» **Extrait présenté**:
*****
Deux versions d'une boutade célèbre de Staline à propos des officiers allemands :
Le récit de Heydecker et Leeb (pour ne pas faire trop long, les préliminaires et les motifs de la conférence n'ont pas été reproduits) :
Depuis la conférence de Téhéran, en novembre 1943, les Occidentaux connaissent les idées de Staline à ce sujet. Le maître tout-puissant de l'Union soviétique n'en fait point un secret. Il annonce ses intentions au cours d'un dîner qu'il offre à ses chers amis Churchill et Roosevelt. Un dîner à la russe : sans cesse, l'un ou l'autre des convives porte un toast sur ceci ou cela - le beau temps qu'on espère pour le lendemain, ou les livraisons de matériel de guerre. Chaque fois tout le monde se lève et, solennellement, boit une gorgée de champagne de Crimée ou de vodka. (Seul Churchill s'en tient obstinément au brandy.)
Ce soir-là, on en est au vingtième toast, pour le moins. Le repas touche à sa fin. Jusqu'à présent, pas la moindre fausse note: Stalingrad et El Alamein ayant manifestement sonné le glas de la puissance hitlérienne, une joyeuse unanimité règne autour de la table. Mais voilà que Staline apporte une dissonance soudaine dans cette belle harmonie.
- Je propose de boire à une justice aussi expéditive que possible pour les criminels de guerre allemands. Buvons à la justice du peloton d'exécution...
Il s'interrompt comme pour goûter le silence de plomb provoqué par ses paroles. Puis, martelant chaque syllabe, il poursuit :
- Je bois à notre résolution de les liquider dès leur capture. Tous, sans exception. Il y en aura quelque cinquante mille...
Un bruit de chute fait sursauter tout le monde. C'est la chaise de Churchill qui s'est renversée. Le vieux lutteur s'est dressé d'uni bond, avec une rapidité surprenante chez un homme aussi corpulent, aussi flegmatique.
*****
» **Consigne 1**:
Recopiez, dans le récit du dîner de Téhéran, tout ce qui va de « Il s'interrompt comme » jusqu'à « quelque cinquante mille... ».
» **Consigne 2**:
Écrivez la suite du récit du dîner de Téhéran en reprenant juste après sa dernière phrase.

» **Données fournies**:
*****
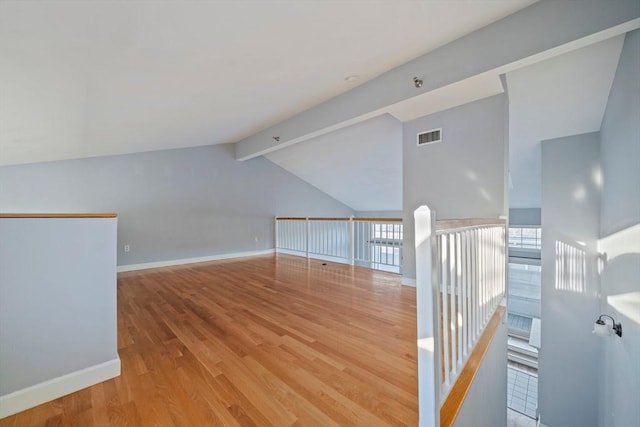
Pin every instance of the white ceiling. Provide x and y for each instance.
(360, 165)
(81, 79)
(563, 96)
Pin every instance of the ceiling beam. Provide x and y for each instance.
*****
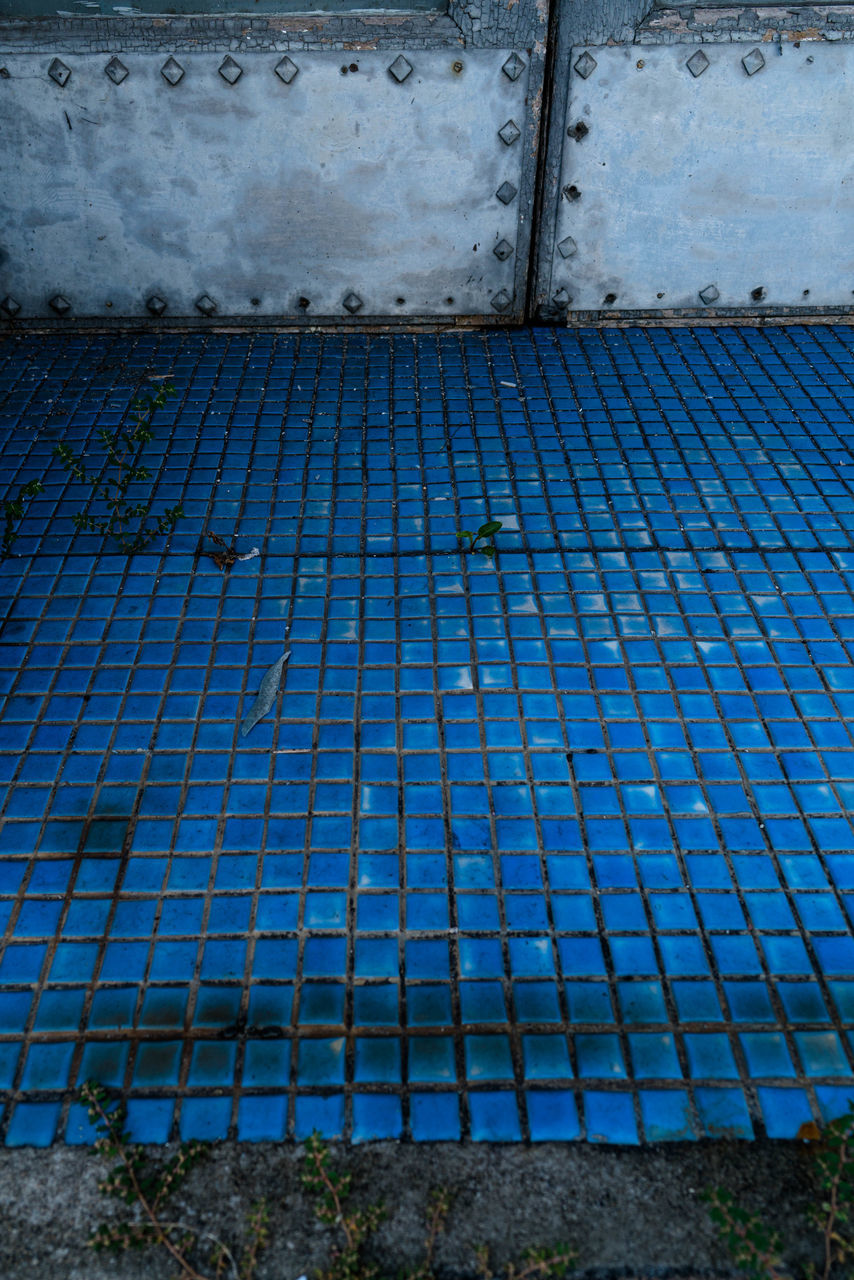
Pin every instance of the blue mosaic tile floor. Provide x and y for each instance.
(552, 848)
*****
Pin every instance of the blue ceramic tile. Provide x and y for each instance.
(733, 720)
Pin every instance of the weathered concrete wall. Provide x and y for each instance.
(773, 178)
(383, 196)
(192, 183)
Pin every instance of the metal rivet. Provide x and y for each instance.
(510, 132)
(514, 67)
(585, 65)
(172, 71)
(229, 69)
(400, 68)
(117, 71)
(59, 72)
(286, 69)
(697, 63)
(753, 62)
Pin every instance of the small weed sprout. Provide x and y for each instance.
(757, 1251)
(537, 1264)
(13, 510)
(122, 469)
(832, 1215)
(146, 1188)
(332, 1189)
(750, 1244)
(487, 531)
*****
» **Réponse attendue 1**:
Il s'interrompt comme pour goûter le silence de plomb provoqué par ses paroles. Puis, martelant chaque syllabe, il poursuit :
- Je bois à notre résolution de les liquider dès leur capture. Tous, sans exception. Il y en aura quelque cinquante mille...

» **Réponse attendue 2**:
- De tels procédés, s'écrie-t-il, écarlate, seraient en contradiction formelle avec les conceptions que nous autres Britanniques avons du Droit et de la Justice! La Grande-Bretagne ne se prêtera jamais à l'accomplissement d'un assassinat collectif. Jamais !
« Staline a l'air de bien s'amuser, note Elliot Roosevelt, fils du président des U.S.A. et son adjoint-secrétaire-biographe. Impassible en apparence, il répond d'un ton courtois, tout en nous adressant des clins d'oeil complices. »
Churchill lui-même, dans ses Mémoires, rapporte l'incident dans tous ses détails.
« Staline estimait qu'il fallait d'abord liquider le grand état-major des Allemands. D'après lui, « la puissance de frappe » des armées hitlériennes dépendait essentiellement de quelque cinquante mille officiers et experts. Leur exécution détruirait la capacité militaire allemande pour des générations.
« Je répliquai que ni le Parlement britannique ni notre opinion publique n'accepteraient des exécutions sommaires. Les Russes commettraient une lourde erreur en sous-estimant notre fermeté sur ce point. Et comme Staline insistait sur la nécessité de fusiller au moins cinquante mille hommes, je déclarai, d'un ton glacial, qu'à mon sens, l'exécution sommaire était inadmissible. Tout homme, nazi ou non, devait être jugé régulièrement, c'est-à-dire en tenant compte des faits et preuves établis. »
Staline secoue la tête. Alors, Churchill, d'une voix tremblante, lance sa phrase célèbre :
- Je préfère qu'on me conduise sur-le-champ dans le jardin pour m'abattre, plutôt que de laisser souiller mon honneur et celui de mon pays par une telle abomination.
Roosevelt n'est pas encore intervenu dans la discussion. Comme Staline se tourne vers lui, il essaie de détendre l'atmosphère par une boutade :
- Je me rends compte qu'il faudra trouver un compromis. Nous pourrions peut-être renoncer au chiffre de cinquante mille hommes à fusiller pour nous mettre d'accord sur, disons, quarante-neuf mille cinq cents.
Russes et Américains éclatent de rire. Les Britanniques se taisent. Eden cherche le regard de Churchill et lui fait un signe d'apaisement. Mais le Premier Anglais est incapable de se calmer. Il quitte la table pour s'isoler dans une pièce voisine. Planté devant la fenêtre, la tête rentrée dans ses épaules massives, il contemple le jardin nocturne. Mais à peine une minute plus tard, Staline et Molotov viennent le chercher, en affirmant qu'ils ont simplement voulu plaisanter. A vrai dire, Churchill ne les croit qu'à moitié; cependant, il accepte de retourner dans la salle.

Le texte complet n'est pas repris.